+++ EXTRAIT FOURNI +++
La direction du centre de détention de Bapaume a retenu un courrier que l'Observatoire international des prisons (OIP) avait adressé à une vingtaine de personnes détenues. Ce courrier contenait des extraits d'un jugement du Tribunal de Lille du 19 février 2013 annulant une note qui avait institué dans cet établissement un régime de fouilles intégrales systématiques à l'issue des parloirs, ainsi qu'un questionnaire visant à faire connaître à l'OIP les pratiques actuelles en matière de contrôle des personnes détenues à la sortie des parloirs. Si la direction a finalement accepté, deux mois après la saisie du courrier, de communiquer le courrier aux détenus, elle retient encore à ce jour le questionnaire. Motivée par des raisons « liées au bon ordre de l'établissement », la rétention de ces courriers témoigne d'une volonté manifeste de l'administration pénitentiaire d'entraver l'accès des personnes détenues à la connaissance et à l'exercice de leurs droits. Elle vise également à empêcher l'OIP de contrôler que le jugement du Tribunal administratif de Lille est effectivement respecté par la direction de l'établissement.
Le 19 février 2013, le tribunal administratif de Lille a annulé à la demande de l’OIP une note du 23 mai 2011 par laquelle le directeur du centre de détention avait institué illégalement un régime de fouilles à nu systématiques notamment après les parloirs. Un jugement qui rappelle que « les mesures de fouilles ne sauraient revêtir un caractère systématique et doivent être justifiées par l’un des motifs [prévus par la loi] » et que « les fouilles intégrales revêtent un caractère subsidiaire par rapport aux fouilles par palpation ou à l’utilisation de moyens de détection électronique ».
Le 18 mars, soit un mois après cette décision, l’OIP a adressé à une vingtaine de détenus du centre de détention un communiqué de l’association résumant le jugement, ainsi qu’un article du journal La Voix du nord intitulé « La fouille à nu systématique à la prison de Bapaume jugée illégale ». Dans le même courrier, l’OIP s’est enquis auprès de ces mêmes détenus de la pratique actuelle en matière de fouilles corporelles via un questionnaire comportant des questions précises relatives à la fréquence et aux modalités des fouilles, aux lieux et aux circonstances dans lesquelles ces dernières sont pratiquées (hygiène, protection vis à vis du regard d’autrui, etc…), afin notamment de vérifier le respect par l’administration pénitentiaire de la décision de justice rendue par le Tribunal administratif de Lille.
+++ DONNÉES ENREGISTRÉES +++
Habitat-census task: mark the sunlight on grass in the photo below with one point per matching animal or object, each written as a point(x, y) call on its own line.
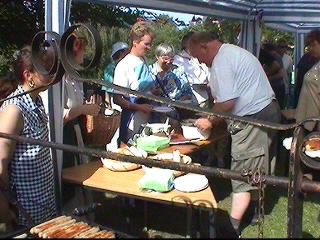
point(275, 222)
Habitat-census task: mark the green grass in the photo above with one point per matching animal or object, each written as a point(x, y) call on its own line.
point(276, 209)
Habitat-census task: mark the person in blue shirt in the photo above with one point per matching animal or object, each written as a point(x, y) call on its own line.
point(168, 81)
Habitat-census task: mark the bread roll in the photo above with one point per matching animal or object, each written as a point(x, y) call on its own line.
point(313, 144)
point(79, 229)
point(56, 229)
point(68, 231)
point(48, 224)
point(92, 230)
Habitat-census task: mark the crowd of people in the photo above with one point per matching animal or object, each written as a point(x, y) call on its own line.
point(205, 72)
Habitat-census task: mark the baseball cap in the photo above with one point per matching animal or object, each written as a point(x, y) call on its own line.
point(117, 47)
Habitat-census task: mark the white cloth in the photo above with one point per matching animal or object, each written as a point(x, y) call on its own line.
point(195, 73)
point(237, 74)
point(73, 97)
point(287, 63)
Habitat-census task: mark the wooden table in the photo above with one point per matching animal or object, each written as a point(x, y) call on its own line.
point(289, 114)
point(93, 175)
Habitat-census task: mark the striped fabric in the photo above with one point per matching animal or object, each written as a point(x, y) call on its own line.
point(31, 168)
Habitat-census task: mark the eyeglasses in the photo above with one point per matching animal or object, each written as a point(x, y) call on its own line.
point(166, 59)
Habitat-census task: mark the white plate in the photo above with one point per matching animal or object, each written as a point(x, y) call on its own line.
point(194, 132)
point(191, 183)
point(162, 109)
point(313, 154)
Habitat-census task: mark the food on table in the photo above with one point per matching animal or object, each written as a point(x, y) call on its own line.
point(42, 227)
point(66, 227)
point(176, 156)
point(119, 166)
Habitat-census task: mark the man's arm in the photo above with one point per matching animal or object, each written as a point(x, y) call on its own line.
point(224, 107)
point(125, 104)
point(208, 123)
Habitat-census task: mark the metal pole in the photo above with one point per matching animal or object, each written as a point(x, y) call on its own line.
point(282, 182)
point(295, 195)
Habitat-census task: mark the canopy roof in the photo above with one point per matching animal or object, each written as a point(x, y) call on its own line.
point(285, 15)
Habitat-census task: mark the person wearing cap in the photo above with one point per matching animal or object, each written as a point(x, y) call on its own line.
point(119, 51)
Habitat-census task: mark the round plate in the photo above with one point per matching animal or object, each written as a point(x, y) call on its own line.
point(191, 183)
point(162, 109)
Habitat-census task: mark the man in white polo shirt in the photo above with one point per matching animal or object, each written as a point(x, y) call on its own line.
point(239, 86)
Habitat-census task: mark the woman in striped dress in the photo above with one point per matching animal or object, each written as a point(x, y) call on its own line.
point(26, 168)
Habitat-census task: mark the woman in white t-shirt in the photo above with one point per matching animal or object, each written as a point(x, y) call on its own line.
point(132, 72)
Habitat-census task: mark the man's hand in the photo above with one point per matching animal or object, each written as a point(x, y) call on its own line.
point(203, 124)
point(146, 108)
point(155, 91)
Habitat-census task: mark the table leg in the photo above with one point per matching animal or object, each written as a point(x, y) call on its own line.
point(211, 222)
point(145, 217)
point(189, 221)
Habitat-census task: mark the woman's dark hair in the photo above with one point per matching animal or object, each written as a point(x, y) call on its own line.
point(314, 35)
point(22, 61)
point(8, 84)
point(117, 54)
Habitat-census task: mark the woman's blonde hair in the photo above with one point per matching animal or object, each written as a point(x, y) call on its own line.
point(140, 29)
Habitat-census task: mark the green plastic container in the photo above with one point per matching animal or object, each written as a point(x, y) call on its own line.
point(152, 143)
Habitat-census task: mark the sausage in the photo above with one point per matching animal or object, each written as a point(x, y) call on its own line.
point(56, 228)
point(105, 235)
point(65, 232)
point(88, 232)
point(39, 225)
point(78, 230)
point(47, 224)
point(102, 234)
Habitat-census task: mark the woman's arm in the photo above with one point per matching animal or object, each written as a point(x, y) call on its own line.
point(11, 122)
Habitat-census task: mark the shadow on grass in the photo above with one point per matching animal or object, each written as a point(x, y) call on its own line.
point(308, 235)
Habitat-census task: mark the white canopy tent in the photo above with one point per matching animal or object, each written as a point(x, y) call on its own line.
point(295, 16)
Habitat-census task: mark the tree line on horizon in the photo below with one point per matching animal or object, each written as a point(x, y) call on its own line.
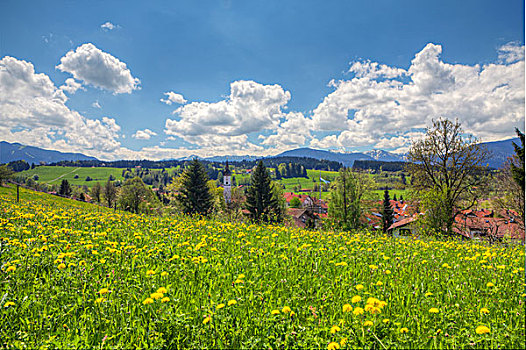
point(447, 177)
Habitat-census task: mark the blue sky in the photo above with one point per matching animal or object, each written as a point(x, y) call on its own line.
point(255, 76)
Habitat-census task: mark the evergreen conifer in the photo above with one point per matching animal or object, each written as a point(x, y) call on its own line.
point(65, 188)
point(261, 203)
point(387, 213)
point(195, 194)
point(517, 171)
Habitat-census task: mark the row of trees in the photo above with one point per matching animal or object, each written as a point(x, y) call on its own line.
point(196, 194)
point(447, 176)
point(289, 170)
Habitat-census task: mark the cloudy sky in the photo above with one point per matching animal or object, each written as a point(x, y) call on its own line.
point(157, 80)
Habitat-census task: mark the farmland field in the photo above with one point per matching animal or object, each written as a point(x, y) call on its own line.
point(75, 275)
point(55, 174)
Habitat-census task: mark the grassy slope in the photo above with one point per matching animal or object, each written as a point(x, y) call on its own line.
point(55, 174)
point(209, 263)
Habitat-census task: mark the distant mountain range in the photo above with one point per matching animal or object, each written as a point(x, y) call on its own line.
point(499, 152)
point(15, 151)
point(346, 159)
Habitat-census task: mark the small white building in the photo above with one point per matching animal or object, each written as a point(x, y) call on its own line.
point(227, 184)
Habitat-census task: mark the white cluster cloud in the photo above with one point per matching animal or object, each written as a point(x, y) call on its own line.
point(383, 106)
point(100, 69)
point(250, 108)
point(34, 112)
point(71, 86)
point(380, 106)
point(145, 134)
point(172, 97)
point(511, 52)
point(109, 26)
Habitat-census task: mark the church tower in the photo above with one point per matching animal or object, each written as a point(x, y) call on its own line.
point(227, 184)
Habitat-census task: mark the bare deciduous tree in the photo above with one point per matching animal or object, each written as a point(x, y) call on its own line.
point(451, 164)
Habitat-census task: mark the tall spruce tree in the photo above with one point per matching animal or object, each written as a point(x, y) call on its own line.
point(65, 188)
point(387, 213)
point(261, 203)
point(517, 170)
point(195, 194)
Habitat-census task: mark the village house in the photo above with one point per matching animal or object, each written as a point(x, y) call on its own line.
point(471, 224)
point(316, 205)
point(303, 218)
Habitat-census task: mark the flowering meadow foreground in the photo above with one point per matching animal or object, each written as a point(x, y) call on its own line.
+++
### TÂCHES À TRAITER
(1) Restituez le passage de l'extrait qui s'ouvre sur les mots contenant « Le 18 mars, soit » et se termine par « administratif de Lille. ».
(2) Relevez toutes les dates mentionnées dans l'extrait.
(3) Condensez le paragraphe de l'extrait commençant par « Le 19 février 2013, le tribunal administratif de Lille » en conservant ses faits principaux.
Les items enregistrés n'ont aucun lien avec l'extrait.

### RÉSULTATS PAR TÂCHE
(1)
Le 18 mars, soit un mois après cette décision, l’OIP a adressé à une vingtaine de détenus du centre de détention un communiqué de l’association résumant le jugement, ainsi qu’un article du journal La Voix du nord intitulé « La fouille à nu systématique à la prison de Bapaume jugée illégale ». Dans le même courrier, l’OIP s’est enquis auprès de ces mêmes détenus de la pratique actuelle en matière de fouilles corporelles via un questionnaire comportant des questions précises relatives à la fréquence et aux modalités des fouilles, aux lieux et aux circonstances dans lesquelles ces dernières sont pratiquées (hygiène, protection vis à vis du regard d’autrui, etc…), afin notamment de vérifier le respect par l’administration pénitentiaire de la décision de justice rendue par le Tribunal administratif de Lille.

(2)
- 19 février 2013
- 23 mai 2011
- 18 mars

(3) Le 19 février 2013, saisi par l'OIP, le tribunal administratif de Lille a annulé la note du 23 mai 2011 par laquelle le directeur du centre de détention avait illégalement instauré des fouilles à nu systématiques, notamment après les parloirs. Le jugement rappelle que les fouilles ne peuvent être systématiques et doivent reposer sur un motif prévu par la loi, et que les fouilles intégrales sont subsidiaires par rapport aux palpations et à la détection électronique.